== WHAT TO PRODUCE ==
Please reproduce each of the following items word for word, keeping every line unchanged.
▽
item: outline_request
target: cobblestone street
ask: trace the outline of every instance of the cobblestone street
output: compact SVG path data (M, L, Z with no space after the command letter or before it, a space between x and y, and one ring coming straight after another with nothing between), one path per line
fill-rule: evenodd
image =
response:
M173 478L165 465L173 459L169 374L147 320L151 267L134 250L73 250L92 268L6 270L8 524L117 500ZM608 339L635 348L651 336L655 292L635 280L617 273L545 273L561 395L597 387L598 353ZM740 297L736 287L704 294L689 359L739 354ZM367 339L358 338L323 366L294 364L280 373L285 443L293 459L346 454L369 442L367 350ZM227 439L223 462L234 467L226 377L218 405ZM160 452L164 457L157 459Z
△
== REPLY ==
item: outline_request
target: cobblestone street
ask: trace the outline of every instance of the cobblestone street
output: compact SVG path data (M, L, Z with no space after the command letter or before it, a space between x and y, and one ring coming straight after another with nothing between), one path per line
fill-rule: evenodd
image =
response:
M173 478L165 465L173 459L169 374L147 320L151 267L134 250L73 250L92 268L6 270L8 524L117 500ZM608 339L635 348L651 336L655 292L635 280L617 273L545 273L561 395L597 387L598 353ZM740 297L736 287L704 294L689 359L739 354ZM367 339L358 338L323 366L294 364L280 373L285 443L293 459L346 454L369 442L367 350ZM227 439L223 462L234 467L226 377L218 405ZM160 452L164 457L157 459Z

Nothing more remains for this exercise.